# PROBLEM
Switch each "Trace" in the records below to "Draw" and write the records out again with everything else unchanged. Leave the pictures out of your version.

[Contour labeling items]
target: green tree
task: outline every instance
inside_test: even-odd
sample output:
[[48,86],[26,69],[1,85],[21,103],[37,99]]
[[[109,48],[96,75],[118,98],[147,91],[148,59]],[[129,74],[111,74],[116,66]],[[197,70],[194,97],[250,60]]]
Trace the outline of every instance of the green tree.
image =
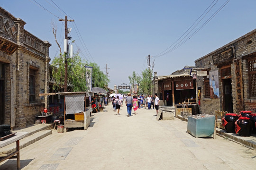
[[[87,90],[86,78],[85,76],[85,63],[77,54],[72,58],[68,58],[68,91],[85,91]],[[53,76],[55,83],[53,88],[58,90],[64,86],[65,77],[64,58],[62,55],[55,57],[52,62]]]
[[106,89],[107,84],[110,81],[107,77],[107,76],[101,70],[100,66],[96,63],[92,62],[90,63],[88,66],[92,67],[91,74],[92,87],[98,87]]

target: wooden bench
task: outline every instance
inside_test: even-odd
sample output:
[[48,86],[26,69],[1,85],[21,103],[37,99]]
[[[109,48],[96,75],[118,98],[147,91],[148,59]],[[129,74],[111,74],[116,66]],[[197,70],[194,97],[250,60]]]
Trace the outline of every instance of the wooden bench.
[[221,120],[222,118],[228,113],[228,111],[220,111],[219,110],[215,110],[215,127],[222,129],[225,129],[224,127],[222,125]]

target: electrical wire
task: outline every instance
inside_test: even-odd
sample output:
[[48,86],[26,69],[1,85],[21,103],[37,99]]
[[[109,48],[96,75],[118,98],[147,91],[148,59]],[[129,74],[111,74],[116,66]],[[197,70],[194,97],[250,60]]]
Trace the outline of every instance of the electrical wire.
[[[31,1],[32,2],[34,3],[32,0],[29,0],[30,1]],[[50,12],[49,10],[48,10],[48,9],[47,9],[45,7],[43,7],[42,5],[41,5],[38,2],[37,2],[35,0],[33,0],[34,1],[35,1],[36,3],[37,3],[37,4],[37,4],[38,6],[39,6],[39,7],[40,7],[41,8],[42,8],[43,9],[44,9],[45,10],[46,10],[46,11],[47,11],[48,12],[49,12],[50,14],[52,14],[52,15],[53,15],[55,17],[57,17],[59,19],[60,19],[60,17],[56,15],[55,15],[55,14],[54,14],[52,12]],[[35,3],[34,3],[35,4]]]
[[192,36],[193,36],[196,33],[197,33],[203,26],[204,26],[209,21],[213,18],[224,7],[228,4],[228,3],[229,2],[230,0],[227,0],[223,5],[222,5],[217,11],[215,12],[206,21],[205,21],[200,27],[199,27],[196,31],[195,31],[191,35],[190,35],[188,38],[187,38],[184,41],[183,41],[182,43],[178,44],[177,44],[174,46],[174,47],[173,47],[172,49],[169,50],[167,52],[165,52],[165,53],[161,54],[161,55],[159,55],[158,56],[155,57],[155,58],[158,58],[159,57],[162,56],[165,54],[166,54],[167,53],[168,53],[170,52],[173,51],[174,50],[177,49],[178,48],[180,47],[181,45],[182,45],[183,44],[184,44],[185,42],[186,42],[187,41],[188,41],[190,38],[191,38]]
[[[53,3],[53,4],[54,5],[55,5],[59,9],[60,9],[62,12],[63,12],[65,14],[66,14],[67,16],[68,16],[70,18],[71,18],[71,19],[73,19],[74,20],[74,19],[71,17],[70,17],[68,14],[67,14],[65,11],[64,11],[63,10],[62,10],[57,4],[56,4],[52,0],[51,0],[51,1]],[[89,55],[88,55],[88,54],[87,53],[87,52],[86,51],[86,50],[85,50],[85,48],[84,48],[84,47],[83,46],[83,49],[85,50],[85,52],[86,53],[86,54],[87,55],[87,56],[88,56],[88,57],[91,57],[91,58],[92,59],[92,60],[94,62],[95,62],[95,61],[94,60],[93,60],[93,58],[92,58],[92,57],[91,56],[91,54],[89,51],[88,50],[88,49],[87,48],[87,47],[86,46],[86,45],[85,44],[85,43],[84,42],[84,41],[83,41],[83,39],[82,39],[82,36],[81,36],[81,34],[80,34],[80,32],[79,31],[79,30],[78,29],[78,28],[76,25],[76,24],[75,23],[75,22],[74,22],[74,25],[73,25],[73,23],[72,23],[72,24],[73,25],[73,26],[74,26],[74,28],[75,28],[75,28],[76,28],[76,29],[77,30],[77,31],[76,30],[75,30],[76,31],[76,34],[77,34],[77,36],[78,37],[78,38],[79,39],[79,40],[81,42],[81,43],[82,44],[82,46],[83,46],[83,45],[84,45],[84,46],[85,47],[85,48],[87,49],[87,51],[88,52],[88,53],[89,54]],[[82,40],[82,42],[83,42],[83,43],[82,43],[81,40],[80,40],[80,38],[79,37],[79,35],[78,34],[78,33],[80,35],[80,36],[81,37],[81,39]]]

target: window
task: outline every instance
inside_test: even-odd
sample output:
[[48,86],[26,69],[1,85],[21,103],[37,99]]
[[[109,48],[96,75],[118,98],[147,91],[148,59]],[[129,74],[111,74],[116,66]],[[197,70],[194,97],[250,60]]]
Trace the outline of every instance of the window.
[[207,71],[207,76],[204,77],[204,98],[210,98],[210,86],[209,71]]
[[256,59],[249,60],[248,62],[250,96],[256,97]]
[[36,94],[35,89],[35,70],[29,69],[29,102],[36,101]]

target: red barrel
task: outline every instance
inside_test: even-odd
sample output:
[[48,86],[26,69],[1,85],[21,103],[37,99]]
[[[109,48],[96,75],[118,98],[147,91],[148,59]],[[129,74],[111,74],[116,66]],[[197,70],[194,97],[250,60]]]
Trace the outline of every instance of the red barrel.
[[238,117],[236,113],[227,113],[222,118],[222,125],[228,133],[236,133],[235,131],[235,122]]
[[249,118],[250,118],[250,120],[253,123],[253,131],[252,133],[256,134],[256,113],[250,114]]
[[241,136],[250,136],[253,129],[253,123],[250,118],[241,117],[235,123],[236,133]]

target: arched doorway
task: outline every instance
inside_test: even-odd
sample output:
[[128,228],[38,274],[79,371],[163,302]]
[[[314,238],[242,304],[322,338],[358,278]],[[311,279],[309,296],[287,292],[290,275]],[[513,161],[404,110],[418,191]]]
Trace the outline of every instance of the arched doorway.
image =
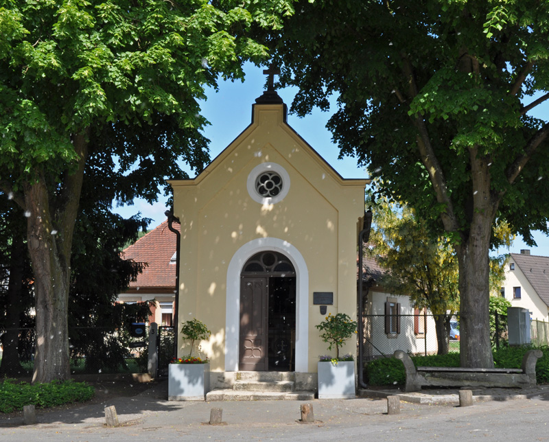
[[279,252],[256,253],[240,275],[240,369],[294,370],[295,332],[294,266]]

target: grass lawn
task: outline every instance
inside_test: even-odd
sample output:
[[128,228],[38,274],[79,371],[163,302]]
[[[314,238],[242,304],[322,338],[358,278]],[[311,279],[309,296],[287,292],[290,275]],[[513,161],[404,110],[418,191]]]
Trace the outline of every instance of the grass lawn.
[[[137,365],[137,362],[133,358],[130,358],[126,360],[126,363],[128,365],[127,369],[123,369],[121,368],[119,369],[117,371],[113,370],[108,370],[108,369],[103,369],[101,371],[102,373],[141,373],[141,371],[139,369],[139,366]],[[23,366],[23,369],[26,372],[26,374],[30,375],[32,373],[33,370],[33,362],[32,361],[27,361],[21,362],[21,365]],[[89,370],[86,369],[85,367],[85,362],[84,359],[78,359],[76,360],[71,360],[71,373],[73,375],[85,375],[85,374],[91,374],[92,372]]]

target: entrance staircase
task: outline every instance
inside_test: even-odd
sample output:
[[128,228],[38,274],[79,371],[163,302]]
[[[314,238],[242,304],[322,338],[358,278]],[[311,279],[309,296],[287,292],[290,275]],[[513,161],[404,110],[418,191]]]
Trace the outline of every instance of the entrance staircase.
[[237,371],[232,389],[212,390],[210,401],[308,401],[314,391],[296,391],[295,373],[291,371]]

# RESPONSE TO THIS TASK
target: green tree
task: outline every instance
inside_test: even-odd
sample output:
[[48,86],[26,69],[1,85],[21,103],[37,99]]
[[[109,48],[96,75],[118,98],[147,91],[148,59]],[[129,74],[111,74],[116,66]],[[197,70],[194,97],[250,60]]]
Draw the outline of every instance of the green tree.
image =
[[[87,90],[86,78],[85,76],[85,63],[77,54],[72,58],[68,58],[68,91],[85,91]],[[53,76],[55,83],[53,88],[58,90],[64,86],[65,77],[64,58],[62,55],[55,57],[52,62]]]
[[106,89],[107,84],[110,81],[107,77],[107,76],[101,70],[100,66],[96,63],[92,62],[90,63],[88,66],[92,67],[91,74],[92,87],[98,87]]

target: wooden bench
task: outline every instance
inside_test: even-odd
sample output:
[[48,86],[26,69],[1,85],[21,103],[37,99]]
[[[109,48],[96,75],[118,98],[147,91],[148,59]],[[129,74],[111,74],[116,66]],[[197,70],[194,97],[250,60]]]
Draw the outline of every instance of the wooden bench.
[[221,120],[222,118],[228,113],[228,111],[220,111],[219,110],[215,110],[215,127],[222,129],[225,129],[224,127],[222,125]]

target: electrical wire
task: outline every instance
inside_test: even-odd
sample output:
[[48,86],[26,69],[1,85],[21,103],[37,99]]
[[[109,48],[96,75],[118,98],[147,91],[148,59]],[[129,74],[111,74],[116,66]],[[197,70],[194,97],[250,60]]]
Draw the outline of every instance of the electrical wire.
[[[31,1],[32,2],[34,3],[32,0],[29,0],[30,1]],[[50,12],[49,10],[48,10],[48,9],[47,9],[45,7],[43,7],[42,5],[41,5],[38,2],[37,2],[35,0],[33,0],[34,1],[35,1],[36,3],[37,3],[37,4],[37,4],[38,6],[39,6],[39,7],[40,7],[41,8],[42,8],[43,9],[44,9],[45,10],[46,10],[46,11],[47,11],[48,12],[49,12],[50,14],[52,14],[52,15],[53,15],[55,17],[57,17],[59,19],[60,19],[60,17],[56,15],[55,15],[55,14],[54,14],[52,12]],[[35,3],[34,3],[35,4]]]
[[192,36],[193,36],[196,33],[197,33],[203,26],[204,26],[209,21],[213,18],[224,7],[228,4],[228,3],[229,2],[230,0],[227,0],[223,5],[222,5],[217,11],[215,12],[206,21],[205,21],[200,27],[199,27],[196,31],[195,31],[191,35],[190,35],[188,38],[187,38],[184,41],[183,41],[182,43],[178,44],[177,44],[174,46],[174,47],[173,47],[172,49],[169,50],[167,52],[165,52],[165,53],[161,54],[161,55],[159,55],[158,56],[155,57],[155,58],[158,58],[159,57],[162,56],[165,54],[166,54],[167,53],[168,53],[170,52],[173,51],[174,50],[177,49],[178,48],[180,47],[181,45],[182,45],[183,44],[184,44],[185,42],[186,42],[187,41],[188,41],[190,38],[191,38]]
[[[53,3],[53,4],[54,5],[55,5],[59,9],[60,9],[62,12],[63,12],[65,14],[66,14],[67,16],[68,16],[70,18],[71,18],[71,19],[73,19],[74,20],[74,19],[71,17],[70,17],[68,14],[67,14],[65,11],[64,11],[63,10],[62,10],[57,4],[56,4],[52,0],[51,0],[51,1]],[[89,55],[88,55],[88,54],[87,53],[87,52],[86,51],[86,50],[85,50],[85,48],[84,48],[84,47],[83,46],[83,49],[85,50],[85,52],[86,53],[86,54],[87,55],[87,56],[88,56],[88,57],[91,57],[91,58],[92,59],[92,60],[94,62],[95,62],[95,61],[94,60],[93,60],[93,58],[92,58],[92,57],[91,56],[91,54],[89,51],[88,50],[88,49],[87,48],[87,47],[86,46],[86,45],[85,44],[85,43],[84,42],[84,41],[83,41],[83,39],[82,39],[82,36],[81,36],[81,34],[80,34],[80,32],[79,31],[79,30],[78,29],[78,28],[76,25],[76,24],[75,23],[75,22],[74,22],[74,25],[73,25],[73,23],[72,23],[72,24],[73,25],[73,26],[74,26],[74,28],[75,28],[75,28],[76,28],[76,29],[77,30],[77,31],[76,30],[75,30],[76,31],[76,34],[77,34],[77,36],[78,37],[78,38],[79,39],[79,40],[81,42],[81,43],[82,44],[82,46],[83,46],[83,45],[84,45],[84,46],[85,47],[85,48],[87,49],[87,51],[88,52],[88,53],[89,54]],[[82,40],[82,42],[83,42],[83,43],[82,43],[81,40],[80,40],[80,38],[79,37],[79,35],[78,34],[78,33],[80,35],[80,36],[81,37],[81,39]]]

target: window
task: outline every instance
inside_test: even-odd
sample output:
[[48,86],[26,69],[1,85],[21,103],[37,99]]
[[[109,48],[96,75],[118,98],[147,91],[148,59]],[[129,74],[111,74],[116,66]],[[197,70],[194,97],[250,60]]]
Draw the outline of every instance of the window.
[[207,71],[207,76],[204,77],[204,98],[210,98],[210,86],[209,71]]
[[256,59],[249,60],[248,62],[250,96],[256,97]]
[[36,94],[35,89],[35,70],[29,69],[29,102],[36,101]]

target: red barrel
task: outline every instance
inside_test: even-odd
sample output:
[[48,86],[26,69],[1,85],[21,103],[37,99]]
[[[109,48],[96,75],[118,98],[147,91],[148,59]],[[129,74],[111,74],[116,66]],[[197,70],[194,97],[250,60]]]
Draw the outline of every instance of the red barrel.
[[238,117],[236,113],[227,113],[222,118],[222,125],[228,133],[236,133],[235,131],[235,122]]
[[249,118],[250,118],[250,120],[253,123],[253,131],[252,133],[256,134],[256,113],[250,114]]
[[241,136],[250,136],[253,129],[253,123],[250,118],[241,117],[235,123],[236,133]]

target: arched doorway
task: outline every instance
inside_test: even-odd
sample output:
[[128,228],[38,274],[79,371],[163,302]]
[[[314,238],[242,304],[322,338],[358,278]],[[311,279],[309,296],[287,292],[290,275]],[[513,161],[404,110],[418,191]]]
Draw the outline of every instance of the arched doorway.
image =
[[279,252],[256,253],[240,275],[240,369],[294,370],[295,332],[294,266]]

target: grass lawn
task: outline every instance
inside_test: even-odd
sample output:
[[128,228],[38,274],[79,371],[163,302]]
[[[314,238],[242,304],[322,338],[358,278]],[[311,279],[309,296],[287,292],[290,275]],[[513,161],[404,110],[418,191]]]
Draw the outline of every instance of the grass lawn.
[[[137,365],[137,362],[133,358],[130,358],[126,360],[126,363],[128,365],[127,369],[123,369],[121,368],[119,369],[117,371],[113,370],[108,370],[108,369],[103,369],[101,371],[102,373],[141,373],[141,371],[139,369],[139,366]],[[23,366],[23,369],[26,372],[26,374],[30,375],[32,373],[33,370],[33,362],[32,361],[27,361],[21,362],[21,365]],[[89,370],[86,369],[85,367],[85,362],[84,359],[78,359],[76,360],[71,360],[71,373],[73,375],[85,375],[85,374],[91,374],[92,372]]]

target: entrance staircase
task: outline every instance
inside_test: even-odd
sample output:
[[128,228],[38,274],[79,371],[163,302]]
[[[314,238],[242,304],[322,338],[358,278]],[[311,279],[309,296],[287,292],[290,275]],[[513,161],[404,110],[418,191]]]
Draw the outline of every instance of the entrance staircase.
[[237,371],[232,389],[212,390],[210,401],[308,401],[314,391],[296,391],[295,373],[291,371]]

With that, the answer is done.